What you are asked to do> Filter the data below and copy every line that contains the word "shirt"; case counts.

Dataset extract>

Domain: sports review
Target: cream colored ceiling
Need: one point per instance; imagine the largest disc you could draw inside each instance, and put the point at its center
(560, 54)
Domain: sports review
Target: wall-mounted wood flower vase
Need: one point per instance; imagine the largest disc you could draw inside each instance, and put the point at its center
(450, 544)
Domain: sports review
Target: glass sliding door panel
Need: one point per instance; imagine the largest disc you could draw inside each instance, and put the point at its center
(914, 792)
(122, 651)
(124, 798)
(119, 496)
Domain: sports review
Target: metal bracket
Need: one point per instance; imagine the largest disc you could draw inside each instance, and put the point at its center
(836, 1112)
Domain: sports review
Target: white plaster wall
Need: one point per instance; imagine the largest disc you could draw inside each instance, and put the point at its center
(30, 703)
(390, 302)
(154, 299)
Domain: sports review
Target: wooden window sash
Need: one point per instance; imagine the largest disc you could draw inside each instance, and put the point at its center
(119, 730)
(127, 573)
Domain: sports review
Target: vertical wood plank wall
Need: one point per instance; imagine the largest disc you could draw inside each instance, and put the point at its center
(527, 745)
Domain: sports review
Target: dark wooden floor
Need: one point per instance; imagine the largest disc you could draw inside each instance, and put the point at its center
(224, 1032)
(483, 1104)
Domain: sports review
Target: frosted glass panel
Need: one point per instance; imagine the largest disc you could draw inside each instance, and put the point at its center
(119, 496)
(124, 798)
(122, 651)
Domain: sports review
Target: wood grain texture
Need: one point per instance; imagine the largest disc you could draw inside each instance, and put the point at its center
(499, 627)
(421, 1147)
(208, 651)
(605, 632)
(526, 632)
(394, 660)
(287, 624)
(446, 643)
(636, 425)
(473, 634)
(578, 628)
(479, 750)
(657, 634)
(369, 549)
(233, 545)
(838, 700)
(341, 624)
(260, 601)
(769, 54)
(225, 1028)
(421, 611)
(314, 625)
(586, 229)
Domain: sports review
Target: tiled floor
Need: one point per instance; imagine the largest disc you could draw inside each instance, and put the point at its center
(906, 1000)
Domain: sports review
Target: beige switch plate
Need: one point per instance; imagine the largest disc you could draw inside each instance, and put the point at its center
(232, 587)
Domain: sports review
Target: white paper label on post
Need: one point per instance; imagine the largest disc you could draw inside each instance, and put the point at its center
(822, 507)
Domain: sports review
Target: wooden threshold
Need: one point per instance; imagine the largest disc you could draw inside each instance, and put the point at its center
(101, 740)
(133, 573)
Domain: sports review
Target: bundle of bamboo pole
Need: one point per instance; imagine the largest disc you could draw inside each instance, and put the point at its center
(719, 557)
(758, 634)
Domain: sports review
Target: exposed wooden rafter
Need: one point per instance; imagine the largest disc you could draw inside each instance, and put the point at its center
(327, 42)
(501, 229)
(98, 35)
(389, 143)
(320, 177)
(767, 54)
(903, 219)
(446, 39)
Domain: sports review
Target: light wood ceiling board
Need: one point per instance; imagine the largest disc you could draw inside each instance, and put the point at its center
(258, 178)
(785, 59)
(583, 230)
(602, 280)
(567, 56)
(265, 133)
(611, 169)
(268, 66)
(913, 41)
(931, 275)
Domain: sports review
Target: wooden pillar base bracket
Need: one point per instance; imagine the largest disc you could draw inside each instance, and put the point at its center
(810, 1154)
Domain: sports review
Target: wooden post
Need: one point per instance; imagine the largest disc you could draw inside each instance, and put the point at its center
--
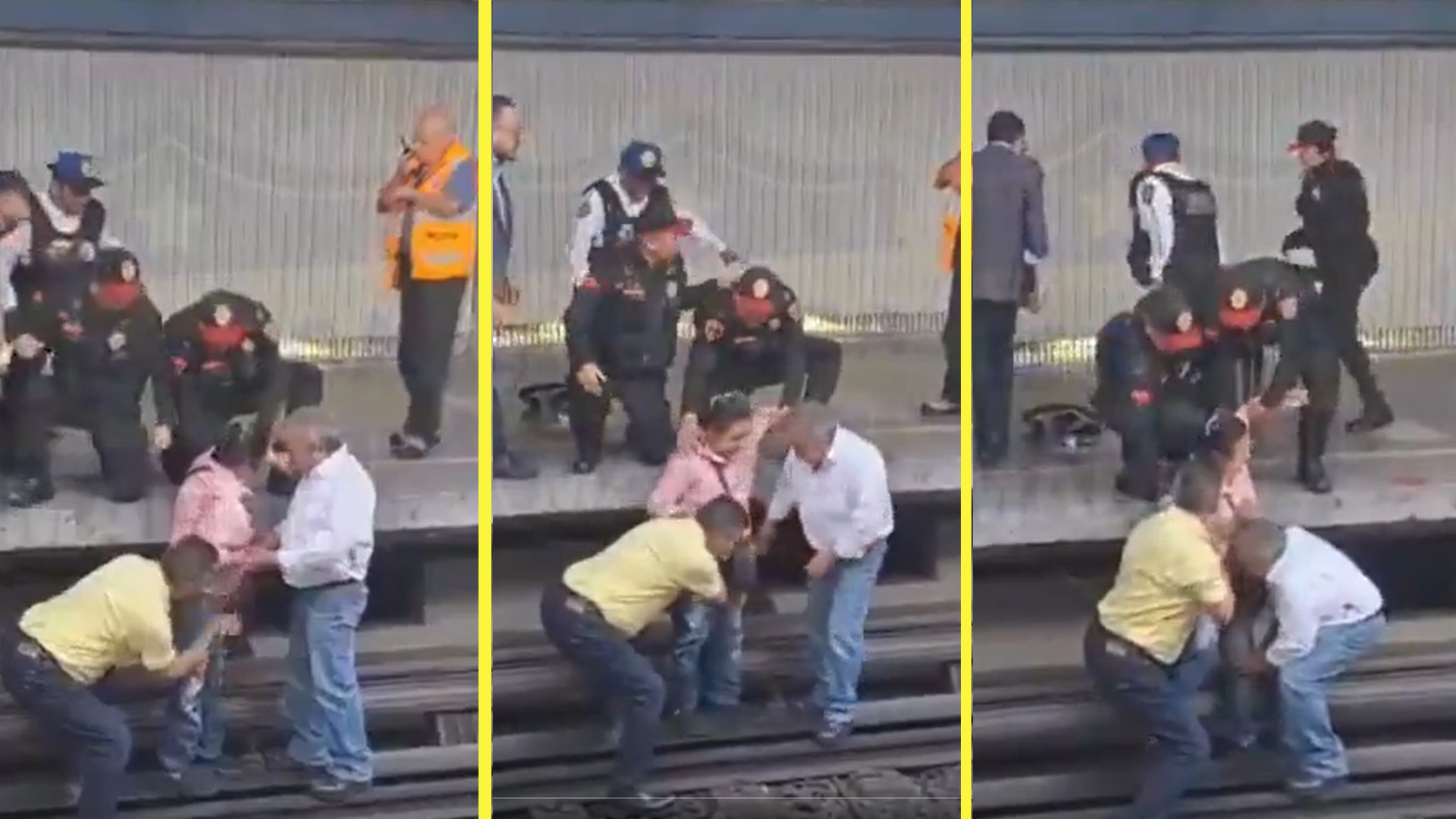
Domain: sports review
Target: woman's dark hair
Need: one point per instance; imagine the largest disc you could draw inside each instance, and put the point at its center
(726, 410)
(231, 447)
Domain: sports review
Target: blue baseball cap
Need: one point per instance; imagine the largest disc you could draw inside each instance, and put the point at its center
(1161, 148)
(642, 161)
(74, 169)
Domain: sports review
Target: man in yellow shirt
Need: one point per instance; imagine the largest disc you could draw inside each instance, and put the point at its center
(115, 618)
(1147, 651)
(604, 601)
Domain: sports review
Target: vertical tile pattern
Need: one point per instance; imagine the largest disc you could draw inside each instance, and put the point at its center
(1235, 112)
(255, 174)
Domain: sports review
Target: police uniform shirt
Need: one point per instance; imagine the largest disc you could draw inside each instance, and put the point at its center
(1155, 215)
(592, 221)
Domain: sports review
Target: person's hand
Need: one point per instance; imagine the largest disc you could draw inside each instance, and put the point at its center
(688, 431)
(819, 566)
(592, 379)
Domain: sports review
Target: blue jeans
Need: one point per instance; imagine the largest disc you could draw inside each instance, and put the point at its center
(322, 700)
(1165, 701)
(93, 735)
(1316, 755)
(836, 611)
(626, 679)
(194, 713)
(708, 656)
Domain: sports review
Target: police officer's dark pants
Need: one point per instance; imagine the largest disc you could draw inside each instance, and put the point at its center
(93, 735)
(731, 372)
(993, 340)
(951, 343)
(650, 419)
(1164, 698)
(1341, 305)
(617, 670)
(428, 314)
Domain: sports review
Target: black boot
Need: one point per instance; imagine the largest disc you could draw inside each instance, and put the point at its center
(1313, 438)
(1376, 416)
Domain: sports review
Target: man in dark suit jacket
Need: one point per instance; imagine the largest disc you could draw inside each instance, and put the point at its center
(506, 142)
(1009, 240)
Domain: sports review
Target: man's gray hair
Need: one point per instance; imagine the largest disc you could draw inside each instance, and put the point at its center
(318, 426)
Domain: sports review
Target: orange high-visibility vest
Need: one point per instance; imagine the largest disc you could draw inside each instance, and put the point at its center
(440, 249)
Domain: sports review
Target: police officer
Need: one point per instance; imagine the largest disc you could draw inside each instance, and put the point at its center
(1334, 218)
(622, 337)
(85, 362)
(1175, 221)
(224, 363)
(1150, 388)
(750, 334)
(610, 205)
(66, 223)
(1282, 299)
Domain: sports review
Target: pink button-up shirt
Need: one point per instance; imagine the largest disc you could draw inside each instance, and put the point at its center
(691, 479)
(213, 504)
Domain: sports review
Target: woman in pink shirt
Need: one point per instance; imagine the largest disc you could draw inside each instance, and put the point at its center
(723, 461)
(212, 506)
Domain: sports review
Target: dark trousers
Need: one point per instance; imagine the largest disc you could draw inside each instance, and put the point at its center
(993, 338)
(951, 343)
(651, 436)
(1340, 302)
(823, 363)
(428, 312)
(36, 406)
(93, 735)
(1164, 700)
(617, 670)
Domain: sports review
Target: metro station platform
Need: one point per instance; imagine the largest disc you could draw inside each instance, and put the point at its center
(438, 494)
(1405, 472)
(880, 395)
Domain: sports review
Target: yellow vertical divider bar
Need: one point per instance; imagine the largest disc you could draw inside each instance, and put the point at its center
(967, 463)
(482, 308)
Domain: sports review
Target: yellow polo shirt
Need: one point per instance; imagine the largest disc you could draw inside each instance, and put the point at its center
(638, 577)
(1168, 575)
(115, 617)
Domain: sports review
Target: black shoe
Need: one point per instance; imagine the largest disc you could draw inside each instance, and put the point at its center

Problem solution>
Target: man in yellow shirt
Target: police uniform shirt
Target: pink button-up shirt
Target: woman in pink shirt
Target: yellow polo shirt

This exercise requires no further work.